*Exercise details*. Go through the following data and transcribe exactly the stretch of lines from the one holding "754, row 803." to the one holding "407, row 230.", both included.
(Beginning of Material for this exercise)
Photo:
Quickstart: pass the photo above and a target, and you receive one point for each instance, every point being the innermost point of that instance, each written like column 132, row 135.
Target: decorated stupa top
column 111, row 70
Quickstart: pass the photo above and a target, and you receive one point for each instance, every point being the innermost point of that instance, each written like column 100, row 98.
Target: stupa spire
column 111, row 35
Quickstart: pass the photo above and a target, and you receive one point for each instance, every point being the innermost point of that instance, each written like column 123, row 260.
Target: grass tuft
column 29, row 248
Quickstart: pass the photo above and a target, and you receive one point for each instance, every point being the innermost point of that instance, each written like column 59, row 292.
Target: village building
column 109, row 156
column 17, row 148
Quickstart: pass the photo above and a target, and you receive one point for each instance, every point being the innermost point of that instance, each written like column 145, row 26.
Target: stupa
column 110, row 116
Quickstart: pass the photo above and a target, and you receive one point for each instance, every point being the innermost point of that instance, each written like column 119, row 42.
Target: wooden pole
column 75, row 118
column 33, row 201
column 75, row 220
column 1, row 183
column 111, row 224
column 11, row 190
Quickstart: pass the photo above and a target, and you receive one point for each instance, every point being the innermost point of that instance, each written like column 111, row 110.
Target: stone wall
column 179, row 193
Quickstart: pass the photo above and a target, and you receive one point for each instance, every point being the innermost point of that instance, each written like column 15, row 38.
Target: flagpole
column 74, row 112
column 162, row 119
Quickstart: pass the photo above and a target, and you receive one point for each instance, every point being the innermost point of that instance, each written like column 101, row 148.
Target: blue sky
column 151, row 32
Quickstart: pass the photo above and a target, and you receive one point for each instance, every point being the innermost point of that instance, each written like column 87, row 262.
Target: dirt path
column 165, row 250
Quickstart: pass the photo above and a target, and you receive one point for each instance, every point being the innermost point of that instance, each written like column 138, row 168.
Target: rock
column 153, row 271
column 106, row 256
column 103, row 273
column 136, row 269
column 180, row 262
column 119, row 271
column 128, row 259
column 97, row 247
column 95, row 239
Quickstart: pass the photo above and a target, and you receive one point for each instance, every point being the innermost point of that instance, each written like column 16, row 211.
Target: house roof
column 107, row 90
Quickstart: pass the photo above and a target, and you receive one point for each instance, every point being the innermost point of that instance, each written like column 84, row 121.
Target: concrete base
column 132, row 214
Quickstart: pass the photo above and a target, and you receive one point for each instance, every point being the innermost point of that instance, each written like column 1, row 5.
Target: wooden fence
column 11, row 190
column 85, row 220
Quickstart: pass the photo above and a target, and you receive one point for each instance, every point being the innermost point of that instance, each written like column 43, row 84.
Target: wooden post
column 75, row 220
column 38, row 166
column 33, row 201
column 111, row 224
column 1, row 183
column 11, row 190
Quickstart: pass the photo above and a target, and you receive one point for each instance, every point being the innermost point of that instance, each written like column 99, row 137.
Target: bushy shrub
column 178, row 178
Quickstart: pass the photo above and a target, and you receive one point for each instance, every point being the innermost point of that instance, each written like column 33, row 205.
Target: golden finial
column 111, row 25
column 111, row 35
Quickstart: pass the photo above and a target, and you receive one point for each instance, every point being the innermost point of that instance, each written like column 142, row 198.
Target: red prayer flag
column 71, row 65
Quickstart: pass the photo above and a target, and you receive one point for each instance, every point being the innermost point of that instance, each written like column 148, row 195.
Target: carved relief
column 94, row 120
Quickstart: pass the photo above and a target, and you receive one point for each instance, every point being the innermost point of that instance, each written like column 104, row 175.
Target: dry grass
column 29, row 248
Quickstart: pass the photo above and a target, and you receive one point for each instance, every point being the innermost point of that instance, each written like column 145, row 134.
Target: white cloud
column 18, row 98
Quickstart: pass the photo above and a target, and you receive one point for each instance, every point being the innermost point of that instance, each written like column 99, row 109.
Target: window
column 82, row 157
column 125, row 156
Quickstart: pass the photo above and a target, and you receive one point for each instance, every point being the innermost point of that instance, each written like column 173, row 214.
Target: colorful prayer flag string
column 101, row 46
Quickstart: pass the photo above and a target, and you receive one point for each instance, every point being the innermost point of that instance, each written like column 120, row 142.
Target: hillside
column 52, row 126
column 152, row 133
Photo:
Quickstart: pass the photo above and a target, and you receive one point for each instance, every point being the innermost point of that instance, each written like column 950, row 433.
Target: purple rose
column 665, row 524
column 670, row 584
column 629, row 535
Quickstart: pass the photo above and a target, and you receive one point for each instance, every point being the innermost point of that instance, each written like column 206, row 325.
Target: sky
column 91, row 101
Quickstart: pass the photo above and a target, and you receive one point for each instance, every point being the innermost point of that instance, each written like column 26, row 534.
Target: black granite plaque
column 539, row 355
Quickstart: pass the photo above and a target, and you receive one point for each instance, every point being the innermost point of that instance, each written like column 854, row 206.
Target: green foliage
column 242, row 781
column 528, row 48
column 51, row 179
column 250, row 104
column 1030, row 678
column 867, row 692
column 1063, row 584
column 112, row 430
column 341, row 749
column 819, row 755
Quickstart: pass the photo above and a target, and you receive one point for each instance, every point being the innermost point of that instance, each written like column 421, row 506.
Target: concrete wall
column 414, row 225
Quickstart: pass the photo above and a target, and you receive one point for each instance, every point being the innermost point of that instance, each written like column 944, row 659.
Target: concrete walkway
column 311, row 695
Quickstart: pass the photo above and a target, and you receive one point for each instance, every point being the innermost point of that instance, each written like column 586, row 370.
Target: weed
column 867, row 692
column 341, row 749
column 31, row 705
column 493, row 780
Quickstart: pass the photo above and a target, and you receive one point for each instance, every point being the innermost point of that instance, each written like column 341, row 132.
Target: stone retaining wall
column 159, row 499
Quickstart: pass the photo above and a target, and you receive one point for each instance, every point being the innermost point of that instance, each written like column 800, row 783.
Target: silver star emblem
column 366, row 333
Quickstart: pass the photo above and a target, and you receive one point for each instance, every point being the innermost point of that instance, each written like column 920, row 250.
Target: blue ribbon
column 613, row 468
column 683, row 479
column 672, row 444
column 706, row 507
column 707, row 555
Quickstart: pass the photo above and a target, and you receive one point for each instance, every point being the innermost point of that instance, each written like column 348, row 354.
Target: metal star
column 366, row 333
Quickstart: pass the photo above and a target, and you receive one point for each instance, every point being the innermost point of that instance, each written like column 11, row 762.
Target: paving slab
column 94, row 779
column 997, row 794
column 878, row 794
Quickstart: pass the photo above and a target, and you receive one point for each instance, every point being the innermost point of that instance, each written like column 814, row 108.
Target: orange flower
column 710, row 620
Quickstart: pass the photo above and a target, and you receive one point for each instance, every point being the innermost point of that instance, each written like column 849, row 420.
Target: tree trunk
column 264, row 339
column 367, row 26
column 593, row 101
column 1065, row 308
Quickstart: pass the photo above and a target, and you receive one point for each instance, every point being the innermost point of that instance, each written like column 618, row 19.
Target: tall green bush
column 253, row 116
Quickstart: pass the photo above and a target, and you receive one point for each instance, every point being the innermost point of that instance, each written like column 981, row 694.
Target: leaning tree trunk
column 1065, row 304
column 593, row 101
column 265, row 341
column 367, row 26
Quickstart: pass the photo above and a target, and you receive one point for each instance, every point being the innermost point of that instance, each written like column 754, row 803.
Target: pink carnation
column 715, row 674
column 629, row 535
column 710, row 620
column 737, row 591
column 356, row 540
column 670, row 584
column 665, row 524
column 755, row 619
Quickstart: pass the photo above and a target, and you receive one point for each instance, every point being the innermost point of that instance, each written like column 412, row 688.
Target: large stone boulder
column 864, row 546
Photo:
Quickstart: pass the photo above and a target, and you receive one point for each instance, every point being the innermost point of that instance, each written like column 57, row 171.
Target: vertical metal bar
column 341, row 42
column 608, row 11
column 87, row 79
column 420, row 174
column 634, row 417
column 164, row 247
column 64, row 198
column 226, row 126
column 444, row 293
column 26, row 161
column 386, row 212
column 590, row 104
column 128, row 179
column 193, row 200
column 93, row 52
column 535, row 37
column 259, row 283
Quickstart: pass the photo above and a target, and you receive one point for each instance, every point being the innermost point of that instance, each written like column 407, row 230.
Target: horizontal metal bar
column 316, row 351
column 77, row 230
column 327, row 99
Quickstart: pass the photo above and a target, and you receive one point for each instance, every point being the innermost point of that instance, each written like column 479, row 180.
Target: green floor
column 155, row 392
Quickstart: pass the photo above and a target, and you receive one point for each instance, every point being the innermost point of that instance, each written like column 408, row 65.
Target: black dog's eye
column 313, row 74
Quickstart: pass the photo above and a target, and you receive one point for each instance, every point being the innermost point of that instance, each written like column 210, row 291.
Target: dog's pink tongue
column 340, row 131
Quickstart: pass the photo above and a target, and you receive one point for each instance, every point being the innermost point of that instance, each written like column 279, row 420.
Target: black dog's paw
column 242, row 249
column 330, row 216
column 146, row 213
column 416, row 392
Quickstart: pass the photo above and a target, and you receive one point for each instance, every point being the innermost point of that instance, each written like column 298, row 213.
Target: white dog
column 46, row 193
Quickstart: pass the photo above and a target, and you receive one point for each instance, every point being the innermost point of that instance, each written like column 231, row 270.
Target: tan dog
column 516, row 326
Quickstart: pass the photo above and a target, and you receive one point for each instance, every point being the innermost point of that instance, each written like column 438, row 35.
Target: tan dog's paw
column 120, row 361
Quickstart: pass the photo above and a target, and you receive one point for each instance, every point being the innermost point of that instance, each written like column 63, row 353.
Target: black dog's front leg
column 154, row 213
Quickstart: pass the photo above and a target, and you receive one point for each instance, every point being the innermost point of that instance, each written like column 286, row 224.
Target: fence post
(End of Material for this exercise)
*Solution for this task*.
Quickstart: pass the photo above and a target, and you receive one point for each instance, every point being the innermost point of that instance, each written like column 754, row 803.
Target: pink carnation
column 715, row 674
column 629, row 535
column 710, row 620
column 737, row 591
column 356, row 540
column 670, row 584
column 665, row 524
column 755, row 619
Quickstart: pass the photo above and a target, and you receive one point for each instance, every point being the innermost point of that instance, each written like column 412, row 688.
Target: large stone boulder
column 864, row 546
Photo:
Quickstart: pass the photo above and a target, and you receive one point for each instance, every point being the innermost point of that instance, each written like column 57, row 171.
Target: vertical metal bar
column 341, row 42
column 608, row 11
column 87, row 79
column 420, row 174
column 634, row 417
column 164, row 247
column 64, row 198
column 226, row 126
column 444, row 293
column 26, row 161
column 386, row 212
column 590, row 104
column 128, row 179
column 193, row 200
column 93, row 52
column 535, row 37
column 259, row 283
Quickstart: pass the photo above and a target, and you receive one point for each instance, every point being the innermost point of that instance, each written like column 407, row 230.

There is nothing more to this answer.